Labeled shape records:
──────────

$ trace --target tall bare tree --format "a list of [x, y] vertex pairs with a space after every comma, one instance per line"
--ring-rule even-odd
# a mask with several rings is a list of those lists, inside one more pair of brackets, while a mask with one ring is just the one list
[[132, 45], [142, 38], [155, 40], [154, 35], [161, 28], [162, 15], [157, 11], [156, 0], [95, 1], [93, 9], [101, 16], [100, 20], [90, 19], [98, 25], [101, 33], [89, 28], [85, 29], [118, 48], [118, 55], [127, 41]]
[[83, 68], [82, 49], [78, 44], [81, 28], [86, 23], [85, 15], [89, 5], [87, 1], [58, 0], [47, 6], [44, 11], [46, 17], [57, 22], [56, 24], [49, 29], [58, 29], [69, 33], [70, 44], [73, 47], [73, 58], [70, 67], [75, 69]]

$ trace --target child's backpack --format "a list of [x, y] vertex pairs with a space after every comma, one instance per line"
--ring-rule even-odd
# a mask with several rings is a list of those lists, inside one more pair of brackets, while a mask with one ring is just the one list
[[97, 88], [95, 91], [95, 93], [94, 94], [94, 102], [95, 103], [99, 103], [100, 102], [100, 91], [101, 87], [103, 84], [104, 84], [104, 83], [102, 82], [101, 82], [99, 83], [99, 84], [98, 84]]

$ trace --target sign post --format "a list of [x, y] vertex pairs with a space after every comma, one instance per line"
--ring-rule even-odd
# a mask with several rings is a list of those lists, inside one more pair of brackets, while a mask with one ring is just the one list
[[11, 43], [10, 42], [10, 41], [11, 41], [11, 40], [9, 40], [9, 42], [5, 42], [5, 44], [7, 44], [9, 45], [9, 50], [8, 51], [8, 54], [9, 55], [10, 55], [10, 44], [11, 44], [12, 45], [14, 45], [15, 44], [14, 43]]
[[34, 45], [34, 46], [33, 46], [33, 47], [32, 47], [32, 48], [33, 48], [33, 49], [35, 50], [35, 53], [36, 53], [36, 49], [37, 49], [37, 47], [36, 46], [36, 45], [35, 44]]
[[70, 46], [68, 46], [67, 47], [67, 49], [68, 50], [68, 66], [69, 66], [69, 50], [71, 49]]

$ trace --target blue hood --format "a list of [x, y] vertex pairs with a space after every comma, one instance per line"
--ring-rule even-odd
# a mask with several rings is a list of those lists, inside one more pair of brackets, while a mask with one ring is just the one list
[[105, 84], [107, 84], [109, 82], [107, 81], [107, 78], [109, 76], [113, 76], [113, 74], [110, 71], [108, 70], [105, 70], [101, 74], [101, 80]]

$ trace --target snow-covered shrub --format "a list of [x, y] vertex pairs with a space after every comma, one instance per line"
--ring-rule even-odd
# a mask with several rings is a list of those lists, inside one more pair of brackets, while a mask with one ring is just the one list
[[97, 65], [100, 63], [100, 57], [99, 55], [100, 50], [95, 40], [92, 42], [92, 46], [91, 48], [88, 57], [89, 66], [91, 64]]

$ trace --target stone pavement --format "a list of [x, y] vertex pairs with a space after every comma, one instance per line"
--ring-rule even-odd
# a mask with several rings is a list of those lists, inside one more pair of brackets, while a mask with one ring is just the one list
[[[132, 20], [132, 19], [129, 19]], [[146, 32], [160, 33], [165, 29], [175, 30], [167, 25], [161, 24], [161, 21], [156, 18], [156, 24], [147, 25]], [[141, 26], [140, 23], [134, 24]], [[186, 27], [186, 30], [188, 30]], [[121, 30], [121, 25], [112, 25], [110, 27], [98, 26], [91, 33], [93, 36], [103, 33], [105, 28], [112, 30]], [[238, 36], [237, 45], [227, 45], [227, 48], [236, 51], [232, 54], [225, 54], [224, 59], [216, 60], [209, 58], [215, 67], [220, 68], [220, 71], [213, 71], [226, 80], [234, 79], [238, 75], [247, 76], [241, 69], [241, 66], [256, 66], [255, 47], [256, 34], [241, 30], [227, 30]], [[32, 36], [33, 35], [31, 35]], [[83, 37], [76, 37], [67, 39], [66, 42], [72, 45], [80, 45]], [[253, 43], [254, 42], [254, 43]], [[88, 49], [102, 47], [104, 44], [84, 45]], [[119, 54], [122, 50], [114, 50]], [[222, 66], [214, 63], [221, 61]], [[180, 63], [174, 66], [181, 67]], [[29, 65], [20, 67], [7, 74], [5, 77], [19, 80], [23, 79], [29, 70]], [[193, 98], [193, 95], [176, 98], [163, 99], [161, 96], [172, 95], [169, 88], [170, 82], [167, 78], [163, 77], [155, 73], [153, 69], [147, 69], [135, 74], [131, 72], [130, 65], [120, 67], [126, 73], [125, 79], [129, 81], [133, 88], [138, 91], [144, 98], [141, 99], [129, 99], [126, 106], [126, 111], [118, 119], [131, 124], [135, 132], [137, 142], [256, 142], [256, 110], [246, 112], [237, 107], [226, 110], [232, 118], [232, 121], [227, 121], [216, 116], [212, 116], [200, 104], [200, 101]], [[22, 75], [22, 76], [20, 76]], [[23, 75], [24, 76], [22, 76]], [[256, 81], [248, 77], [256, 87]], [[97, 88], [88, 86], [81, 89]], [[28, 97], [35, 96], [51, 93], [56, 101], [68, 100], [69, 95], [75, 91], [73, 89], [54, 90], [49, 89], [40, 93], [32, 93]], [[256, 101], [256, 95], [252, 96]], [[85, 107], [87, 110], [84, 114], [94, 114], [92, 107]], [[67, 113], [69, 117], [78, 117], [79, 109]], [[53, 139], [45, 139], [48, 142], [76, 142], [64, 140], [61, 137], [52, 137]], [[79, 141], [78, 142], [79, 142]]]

──────────

EXERCISE TASK: Can you convert all the rows above into a numbered list, dropping the blank lines?

COMPLETED TASK:
1. $ trace --target tall bare tree --format "a list of [x, y] vertex pairs with a space after every comma, one instance per line"
2. --ring-rule even-odd
3. # a mask with several rings is a list of those lists, inside one more pair of brackets, while a mask with one ring is just the one list
4. [[132, 45], [142, 38], [155, 40], [154, 35], [161, 28], [162, 15], [157, 11], [156, 0], [95, 1], [93, 9], [101, 16], [100, 20], [90, 19], [98, 25], [101, 33], [89, 28], [85, 29], [118, 48], [118, 55], [127, 41]]
5. [[83, 68], [82, 49], [78, 44], [81, 28], [86, 23], [85, 15], [89, 5], [87, 1], [58, 0], [47, 6], [44, 11], [46, 17], [57, 22], [56, 24], [49, 29], [58, 29], [69, 33], [70, 44], [73, 47], [73, 58], [70, 67], [75, 69]]
6. $ trace --target child's backpack --format "a list of [x, y] vertex pairs with a space after every comma, one instance per line"
7. --ring-rule even-odd
8. # a mask with several rings is a list of those lists, inside one more pair of brackets, while a mask with one ring is just the one list
9. [[97, 88], [95, 91], [95, 93], [94, 94], [94, 102], [95, 103], [99, 103], [100, 102], [100, 91], [101, 87], [103, 84], [104, 84], [104, 83], [102, 82], [101, 82], [99, 83], [99, 84], [98, 84]]
10. $ trace --target sign post --format "a list of [x, y] vertex pairs with a space after every comma, one instance per line"
11. --ring-rule even-odd
12. # a mask with several rings is a list of those lists, inside one more pair of brackets, while a mask with one ring is just the one list
13. [[11, 43], [10, 42], [10, 41], [11, 41], [11, 40], [9, 40], [9, 42], [5, 42], [5, 44], [7, 44], [9, 45], [9, 50], [8, 51], [8, 54], [9, 55], [10, 55], [10, 44], [11, 44], [12, 45], [14, 45], [15, 44], [14, 43]]
14. [[34, 45], [34, 46], [33, 46], [33, 47], [32, 47], [32, 48], [33, 48], [33, 49], [35, 50], [35, 53], [36, 53], [36, 49], [37, 49], [37, 47], [36, 46], [36, 45], [35, 44]]
15. [[70, 46], [68, 46], [67, 47], [67, 49], [68, 50], [68, 66], [69, 66], [69, 50], [71, 49]]
16. $ trace --target blue hood --format "a list of [x, y] vertex pairs with a space after every comma, one instance per line"
17. --ring-rule even-odd
18. # a mask with several rings is a list of those lists, inside one more pair of brackets, while a mask with one ring is just the one list
19. [[105, 84], [107, 84], [109, 82], [107, 81], [107, 78], [109, 76], [113, 76], [113, 74], [110, 71], [108, 70], [105, 70], [101, 74], [101, 80]]
20. $ trace --target snow-covered shrub --format "a list of [x, y] vertex pairs with a space after every comma, one instance per line"
21. --ring-rule even-odd
22. # a mask with several rings is a list of those lists, inside one more pair of brackets, while a mask with one ring is just the one list
23. [[97, 65], [100, 63], [100, 57], [99, 55], [100, 50], [95, 40], [92, 42], [92, 46], [91, 48], [88, 57], [89, 66], [91, 64]]
24. $ trace --target stone pavement --format "a list of [x, y] vertex pairs with a space after every comma, one instance per line"
25. --ring-rule even-odd
26. # a mask with several rings is a list of those lists, inside one more pair of brackets, while a mask with one ring is just the one list
27. [[[132, 20], [132, 19], [129, 19]], [[146, 32], [160, 33], [165, 29], [175, 30], [167, 25], [161, 24], [161, 21], [156, 18], [156, 24], [147, 25]], [[141, 26], [140, 23], [134, 24]], [[186, 27], [186, 30], [188, 30]], [[121, 30], [121, 25], [112, 25], [110, 27], [98, 26], [91, 33], [93, 36], [103, 33], [105, 28], [112, 30]], [[238, 36], [237, 45], [227, 45], [227, 48], [236, 51], [232, 54], [225, 54], [224, 59], [216, 60], [209, 58], [215, 67], [220, 68], [220, 71], [213, 71], [226, 80], [234, 79], [238, 75], [247, 76], [241, 69], [241, 66], [256, 66], [255, 47], [256, 34], [241, 30], [227, 30]], [[32, 36], [33, 35], [31, 35]], [[83, 37], [76, 37], [67, 39], [66, 42], [72, 45], [80, 45]], [[253, 43], [254, 42], [254, 43]], [[88, 49], [102, 47], [104, 44], [84, 45]], [[119, 54], [122, 50], [114, 50]], [[222, 66], [214, 63], [221, 61]], [[180, 63], [174, 66], [181, 67]], [[29, 65], [20, 67], [7, 74], [5, 77], [19, 80], [23, 79], [29, 70]], [[193, 98], [193, 95], [176, 98], [163, 99], [161, 96], [172, 95], [169, 88], [170, 82], [167, 78], [163, 77], [155, 73], [153, 69], [147, 69], [135, 74], [131, 72], [130, 65], [120, 67], [126, 73], [125, 79], [129, 81], [133, 88], [138, 91], [144, 98], [141, 99], [129, 99], [126, 106], [126, 111], [118, 119], [131, 124], [135, 132], [137, 142], [256, 142], [256, 110], [246, 112], [237, 107], [226, 110], [232, 118], [232, 121], [227, 121], [216, 116], [212, 116], [200, 104], [200, 101]], [[22, 75], [22, 76], [20, 76]], [[23, 75], [24, 76], [22, 76]], [[256, 81], [248, 77], [256, 87]], [[97, 88], [88, 86], [81, 89]], [[28, 97], [35, 96], [51, 93], [56, 101], [68, 100], [69, 95], [75, 91], [73, 89], [54, 90], [49, 89], [40, 93], [32, 93]], [[256, 101], [256, 95], [252, 96]], [[85, 107], [87, 110], [84, 114], [94, 114], [92, 107]], [[67, 113], [69, 117], [78, 117], [79, 109]], [[53, 139], [45, 139], [48, 142], [76, 142], [64, 140], [61, 137], [52, 137]], [[79, 141], [78, 142], [79, 142]]]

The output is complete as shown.